→ What the task asks:
Give every line of the data again, exactly.

-----

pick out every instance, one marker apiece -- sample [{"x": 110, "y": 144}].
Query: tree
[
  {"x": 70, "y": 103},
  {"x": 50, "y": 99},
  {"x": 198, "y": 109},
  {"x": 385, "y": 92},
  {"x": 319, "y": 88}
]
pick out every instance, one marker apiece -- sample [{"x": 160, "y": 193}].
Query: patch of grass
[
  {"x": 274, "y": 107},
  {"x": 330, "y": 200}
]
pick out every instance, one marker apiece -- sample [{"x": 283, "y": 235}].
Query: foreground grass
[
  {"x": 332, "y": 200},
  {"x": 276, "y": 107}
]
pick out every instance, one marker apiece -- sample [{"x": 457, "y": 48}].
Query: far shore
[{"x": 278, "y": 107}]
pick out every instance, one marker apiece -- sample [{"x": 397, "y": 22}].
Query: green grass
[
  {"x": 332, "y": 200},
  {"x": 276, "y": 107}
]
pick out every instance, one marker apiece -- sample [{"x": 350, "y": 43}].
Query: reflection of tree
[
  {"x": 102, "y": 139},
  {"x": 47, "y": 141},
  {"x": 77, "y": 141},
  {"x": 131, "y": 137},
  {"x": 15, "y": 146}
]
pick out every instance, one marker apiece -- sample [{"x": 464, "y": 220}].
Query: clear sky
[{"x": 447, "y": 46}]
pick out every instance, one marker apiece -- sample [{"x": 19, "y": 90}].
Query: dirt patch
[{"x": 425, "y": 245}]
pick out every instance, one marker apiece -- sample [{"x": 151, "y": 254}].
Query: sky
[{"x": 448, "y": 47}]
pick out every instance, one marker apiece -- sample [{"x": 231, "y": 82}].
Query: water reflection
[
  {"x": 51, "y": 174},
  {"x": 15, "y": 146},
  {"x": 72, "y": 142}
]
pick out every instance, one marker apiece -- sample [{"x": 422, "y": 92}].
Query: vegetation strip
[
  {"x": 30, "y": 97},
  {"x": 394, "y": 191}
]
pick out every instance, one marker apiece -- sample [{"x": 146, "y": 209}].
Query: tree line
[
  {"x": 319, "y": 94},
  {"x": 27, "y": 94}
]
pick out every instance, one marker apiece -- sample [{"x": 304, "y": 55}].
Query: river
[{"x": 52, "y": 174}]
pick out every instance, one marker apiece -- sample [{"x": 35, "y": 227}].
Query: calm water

-----

→ Solved problem:
pick out every instance, one marker apiece -- sample [{"x": 110, "y": 144}].
Query: tree
[
  {"x": 70, "y": 103},
  {"x": 50, "y": 99},
  {"x": 198, "y": 109},
  {"x": 385, "y": 92},
  {"x": 319, "y": 88}
]
pick out every instance, one marker apiece -- sample [{"x": 160, "y": 193}].
Query: patch of grass
[
  {"x": 274, "y": 107},
  {"x": 330, "y": 200}
]
pick out every instance, one marker apiece -- sample [{"x": 283, "y": 235}].
Query: foreground grass
[
  {"x": 332, "y": 200},
  {"x": 276, "y": 107}
]
pick out every instance, one marker apiece -- sample [{"x": 457, "y": 48}].
Query: far shore
[{"x": 278, "y": 107}]
pick out every instance, one marker apiece -- sample [{"x": 397, "y": 22}].
Query: green grass
[
  {"x": 332, "y": 200},
  {"x": 276, "y": 107}
]
pick out every instance, one marker apiece -- sample [{"x": 350, "y": 43}].
Query: reflection of tree
[
  {"x": 102, "y": 139},
  {"x": 47, "y": 141},
  {"x": 77, "y": 141},
  {"x": 131, "y": 137},
  {"x": 15, "y": 146}
]
pick out every instance, one marker apiece -- sample [{"x": 464, "y": 220}].
Query: clear sky
[{"x": 447, "y": 46}]
pick out every instance, one marker apiece -- sample [{"x": 19, "y": 90}].
Query: dirt patch
[{"x": 425, "y": 245}]
pick out every instance, one marker apiece -- sample [{"x": 151, "y": 254}].
Query: sky
[{"x": 448, "y": 47}]
pick out every instance, one marker apiece -- sample [{"x": 231, "y": 82}].
Query: water reflection
[
  {"x": 51, "y": 174},
  {"x": 15, "y": 146},
  {"x": 72, "y": 142}
]
pick out every instance, one marker apiece -- sample [{"x": 422, "y": 92}].
Query: vegetation strip
[
  {"x": 30, "y": 97},
  {"x": 394, "y": 191}
]
pick out every instance, one marker apiece -- sample [{"x": 146, "y": 209}].
Query: tree line
[
  {"x": 319, "y": 94},
  {"x": 27, "y": 94}
]
pick out every instance, one marker apiece -- sample [{"x": 304, "y": 55}].
Query: river
[{"x": 52, "y": 174}]
pick out every instance, one marker apiece -- sample [{"x": 35, "y": 227}].
Query: calm water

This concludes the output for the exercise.